Point-based annotation data
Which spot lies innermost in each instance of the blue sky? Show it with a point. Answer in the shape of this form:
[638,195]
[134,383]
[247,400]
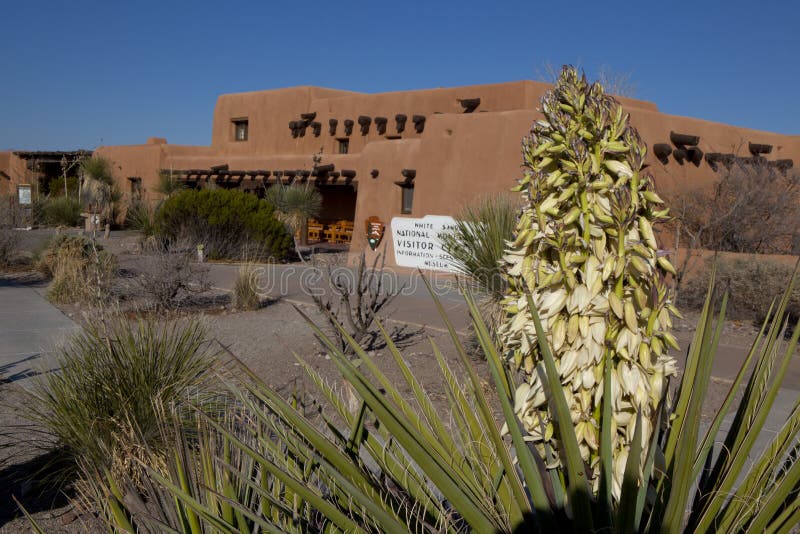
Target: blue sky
[85,73]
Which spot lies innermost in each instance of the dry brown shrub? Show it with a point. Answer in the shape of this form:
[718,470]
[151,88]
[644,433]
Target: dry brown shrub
[81,271]
[752,282]
[245,289]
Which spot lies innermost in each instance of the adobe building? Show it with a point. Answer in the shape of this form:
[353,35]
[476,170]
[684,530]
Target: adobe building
[36,168]
[413,153]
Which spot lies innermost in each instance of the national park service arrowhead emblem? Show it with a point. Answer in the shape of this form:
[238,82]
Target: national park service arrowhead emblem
[375,230]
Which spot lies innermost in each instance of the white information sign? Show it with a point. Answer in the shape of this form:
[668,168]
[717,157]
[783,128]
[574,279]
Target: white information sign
[24,192]
[416,242]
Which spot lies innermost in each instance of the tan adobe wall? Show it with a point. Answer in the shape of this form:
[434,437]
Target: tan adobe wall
[6,186]
[457,158]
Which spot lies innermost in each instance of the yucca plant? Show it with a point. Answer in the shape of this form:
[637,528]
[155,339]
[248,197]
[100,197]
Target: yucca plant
[245,288]
[477,242]
[295,204]
[396,464]
[584,249]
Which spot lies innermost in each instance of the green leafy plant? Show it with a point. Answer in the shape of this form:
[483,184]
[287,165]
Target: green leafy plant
[585,250]
[752,280]
[245,288]
[295,204]
[477,243]
[9,238]
[394,463]
[115,383]
[229,223]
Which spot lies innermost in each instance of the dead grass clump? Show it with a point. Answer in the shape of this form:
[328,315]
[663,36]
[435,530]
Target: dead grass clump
[116,384]
[245,289]
[752,282]
[81,271]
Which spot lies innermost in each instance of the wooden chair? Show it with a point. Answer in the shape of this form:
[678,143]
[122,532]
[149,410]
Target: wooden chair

--- Instructions for the task ---
Omit the pictures, then quote the rest of the material above exactly.

--- Exercise result ---
Which spot lies innermost in each instance of the blue sky? Show it with a point. Answer in the shape of this form:
[638,195]
[134,383]
[247,400]
Target: blue sky
[85,73]
Which spot lies innermost in each instance of the dry brown shrub? Show it with a point. Answer in the shape of this form:
[718,470]
[151,88]
[644,433]
Target: dry brown shrub
[81,271]
[752,282]
[245,289]
Which spot lies innermost in each instance of the adobe building? Show it with a point. Answer in the shape of this form:
[353,35]
[476,170]
[684,530]
Target: adobe building
[36,168]
[413,153]
Which spot lies innermost in each instance of the national park service arrowhead emblem? Show it with a point. Answer in the shape of this form:
[238,82]
Target: national park service arrowhead emblem
[375,230]
Which spot lies innermost in each instance of the white information sign? Show it with a point. Answer in the shape of this form:
[668,168]
[717,157]
[783,128]
[574,279]
Target: white information sign
[24,192]
[416,242]
Which spot lies innermost in each instance of the tan adobe wall? Show it with a point. Answer in the shape of this form:
[434,437]
Target: tan adobe wall
[6,186]
[457,158]
Which spot lies innermost in each instance of the yucca plant? Show it with a point. Answer in the shape of this form:
[637,528]
[155,339]
[248,197]
[100,197]
Target: yucca plant
[245,288]
[477,242]
[295,204]
[396,464]
[584,249]
Which spot lies innermost in each instance of the green leafy plant? Show it with a point. Answer in the shape of this form:
[483,184]
[287,165]
Target: green leafy plant
[585,250]
[752,280]
[245,288]
[295,204]
[477,243]
[9,238]
[394,463]
[115,383]
[229,223]
Which spot lies innermost in each instance of the dead grass clump? Show it with a point. Answer in the shape of this form:
[328,315]
[663,36]
[435,530]
Target: dead grass clump
[116,384]
[245,289]
[752,282]
[81,271]
Which spot lies innermost in each instance of the wooden chair? Show it with a point. Answer in the shape of this form:
[678,143]
[122,532]
[149,410]
Target: wooden chair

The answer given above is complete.